▶ Source document:
This immediately brings me to another huge problem. Those tickets that I mentioned before have their uses, however limited. Then there are…the other games. There are a handful of activities that make up the thirteen games you can play in Party Arcade that are ridiculously, insultingly limited, like the Slot Machines, or “Disc-O” (which is a variant of The Wall or Plinko from The Price is Right). These activities, by themselves, are fine, albeit nonsense and simple ticket machines. But you can’t just simply play them. Every turn on these games require separate tokens, which you get from completing other, non-token games to a certain degree of success. I achieved a bronze ranking in billiards, which meant that I didn’t totally suck out and delivered a decent amount of win. The result was a whopping five tokens, which equaled five spins of the slot, two drops of the disc, or a single go at “Stop Light,” that asinine game where you push the button to stop the LED as it whirls around the table. These games are meant only to hook kids into trying to win easy tickets (and, for the slot machine, to start that long road of gambling addiction). Granted, the tickets can be used to unlock “challenge mode” for some activities, but these are unlocks that are in the thousands: wasting all my tokens rarely netted more than 20-40 tickets. In a game with a skeletal number of unlockable prizes in the form of extra game modes, these token titles are a true waste of time and mean to fill out a mediocre array of activities into something deceptively more robust.

▶ Aim A: How many lines in the records contain the string "sock"? Case counts; give only the number.

▶ Source data:
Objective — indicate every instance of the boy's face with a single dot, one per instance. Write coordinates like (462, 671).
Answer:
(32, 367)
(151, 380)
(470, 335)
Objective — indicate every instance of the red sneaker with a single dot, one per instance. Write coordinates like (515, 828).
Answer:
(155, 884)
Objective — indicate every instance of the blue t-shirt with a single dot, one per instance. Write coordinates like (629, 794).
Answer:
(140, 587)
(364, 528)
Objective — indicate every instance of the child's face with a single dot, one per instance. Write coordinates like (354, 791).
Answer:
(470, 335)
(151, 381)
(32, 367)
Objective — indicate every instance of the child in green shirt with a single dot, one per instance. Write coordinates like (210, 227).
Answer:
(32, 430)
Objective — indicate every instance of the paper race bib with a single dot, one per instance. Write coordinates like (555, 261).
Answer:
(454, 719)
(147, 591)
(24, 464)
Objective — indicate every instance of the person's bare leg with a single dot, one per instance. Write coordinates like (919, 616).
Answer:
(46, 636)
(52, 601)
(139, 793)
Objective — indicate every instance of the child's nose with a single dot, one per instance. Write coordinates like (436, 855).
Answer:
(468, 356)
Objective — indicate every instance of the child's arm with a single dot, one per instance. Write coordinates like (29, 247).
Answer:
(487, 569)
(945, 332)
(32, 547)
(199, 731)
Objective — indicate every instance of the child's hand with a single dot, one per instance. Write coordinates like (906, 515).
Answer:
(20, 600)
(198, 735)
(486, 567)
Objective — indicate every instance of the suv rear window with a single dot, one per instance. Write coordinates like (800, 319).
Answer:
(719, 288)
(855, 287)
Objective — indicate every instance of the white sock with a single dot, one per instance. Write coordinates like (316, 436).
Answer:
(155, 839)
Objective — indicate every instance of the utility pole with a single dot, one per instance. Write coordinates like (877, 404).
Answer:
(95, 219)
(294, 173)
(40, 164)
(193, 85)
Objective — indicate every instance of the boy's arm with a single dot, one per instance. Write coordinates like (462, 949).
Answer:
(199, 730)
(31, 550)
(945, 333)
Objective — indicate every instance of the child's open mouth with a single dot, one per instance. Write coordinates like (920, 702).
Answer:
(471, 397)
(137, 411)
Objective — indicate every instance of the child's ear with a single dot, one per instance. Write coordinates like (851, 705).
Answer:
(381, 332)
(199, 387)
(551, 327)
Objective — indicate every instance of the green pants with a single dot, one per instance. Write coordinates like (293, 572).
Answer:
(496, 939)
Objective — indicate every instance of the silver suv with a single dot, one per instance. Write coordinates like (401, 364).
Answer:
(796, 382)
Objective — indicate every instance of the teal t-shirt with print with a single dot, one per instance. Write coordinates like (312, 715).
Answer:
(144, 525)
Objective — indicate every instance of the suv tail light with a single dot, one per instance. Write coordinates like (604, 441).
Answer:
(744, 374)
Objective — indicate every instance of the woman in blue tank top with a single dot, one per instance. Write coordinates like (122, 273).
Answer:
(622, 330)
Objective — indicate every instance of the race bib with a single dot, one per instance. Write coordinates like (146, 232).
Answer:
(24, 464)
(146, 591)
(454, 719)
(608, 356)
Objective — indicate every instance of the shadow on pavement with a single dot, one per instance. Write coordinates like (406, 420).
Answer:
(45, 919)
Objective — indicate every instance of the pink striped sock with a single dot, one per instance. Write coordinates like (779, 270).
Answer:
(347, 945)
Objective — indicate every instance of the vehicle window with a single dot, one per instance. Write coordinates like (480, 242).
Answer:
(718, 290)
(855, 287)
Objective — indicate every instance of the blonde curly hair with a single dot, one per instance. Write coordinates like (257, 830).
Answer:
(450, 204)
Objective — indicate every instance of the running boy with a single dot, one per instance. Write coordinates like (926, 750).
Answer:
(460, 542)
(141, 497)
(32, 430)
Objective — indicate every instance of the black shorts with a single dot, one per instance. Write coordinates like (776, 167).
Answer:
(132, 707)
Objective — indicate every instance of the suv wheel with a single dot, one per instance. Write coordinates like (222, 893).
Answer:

▶ Aim B: In one to three sentences, explain why the game review treats the tickets from the token games as nearly useless for unlocking challenge mode.

▶ Task solution A: 2

▶ Task solution B: Challenge mode unlocks cost thousands of tickets, but spending all of the tokens rarely earned more than 20-40 tickets. Only a few tokens come in at a time, such as the five earned for a bronze ranking in billiards.